Start of EXCERPTED PASSAGE
Special to the Tribune/Advisor
In the last decade we have seen computers become smaller and more importantly they have become portable.
iPads, iPhones, and iTouches have literally put the power of a computer into your hand or pocket. This remarkable move to portable and accessible technology has meant a revolution in the tools available for people with developmental delays and communication issues.
People who need help communicating have had their world opened up by an infusion of inexpensive, portable and cool technology.
In particular the app called MyTalk has dramatically improved the quality of life for many people all over the world, enabled them to communicate. MyTalk provides a blank slate that allows the user/programmer to create a person-centred communication device. People can share and borrow what they have created on the MyTalk website on their computer and download any of it to the end users device (iPad, iTouch, or iPhone).
The best part about MyTalk is, it works.
End of EXCERPTED PASSAGE
### AIM OF THE EXERCISE:
Rewrite the passage on portable communication technology from "In particular the" to "iTouch, or iPhone).", substituting "clean slate" for "blank slate".
Start of DATA FOR ANALYSIS
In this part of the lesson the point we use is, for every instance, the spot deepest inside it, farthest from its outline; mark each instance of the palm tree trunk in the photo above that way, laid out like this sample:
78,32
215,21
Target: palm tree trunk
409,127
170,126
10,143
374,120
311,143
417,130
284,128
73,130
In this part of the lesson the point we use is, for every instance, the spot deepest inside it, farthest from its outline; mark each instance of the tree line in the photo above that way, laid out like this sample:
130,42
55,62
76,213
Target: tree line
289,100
End of DATA FOR ANALYSIS
Start of DATA FOR ANALYSIS
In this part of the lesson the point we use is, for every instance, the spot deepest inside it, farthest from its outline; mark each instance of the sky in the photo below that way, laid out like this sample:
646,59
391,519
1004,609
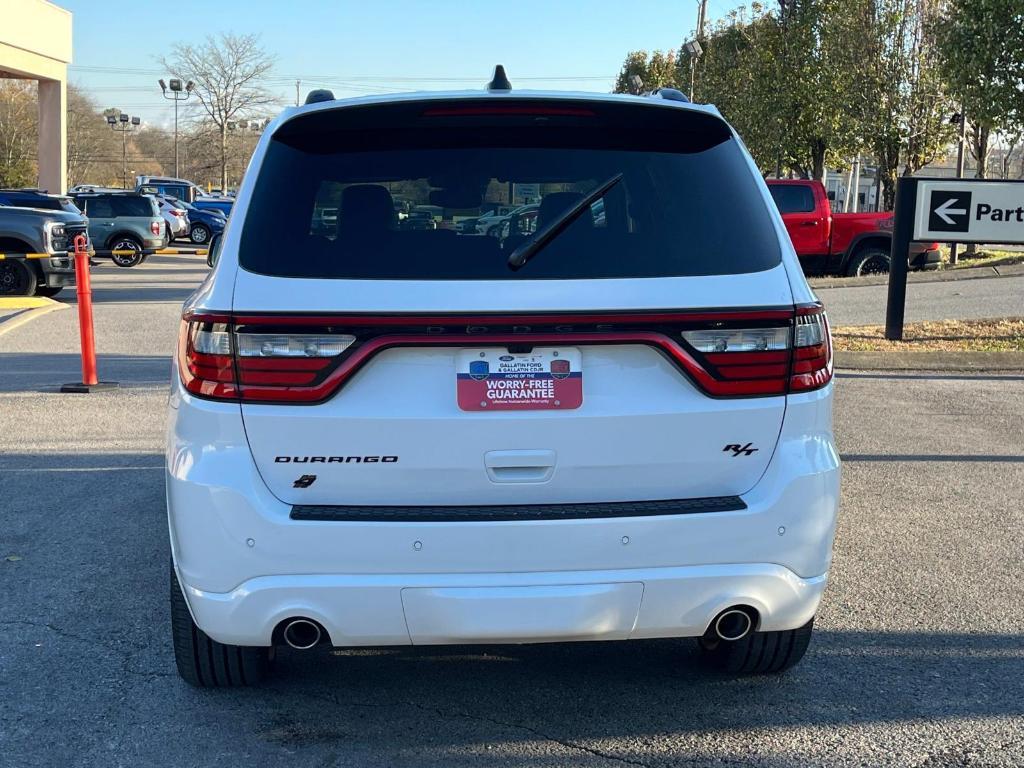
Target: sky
End of DATA FOR ANALYSIS
### ANSWER TO THE PROBLEM:
In particular the app called MyTalk has dramatically improved the quality of life for many people all over the world, enabled them to communicate. MyTalk provides a clean slate that allows the user/programmer to create a person-centred communication device. People can share and borrow what they have created on the MyTalk website on their computer and download any of it to the end users device (iPad, iTouch, or iPhone).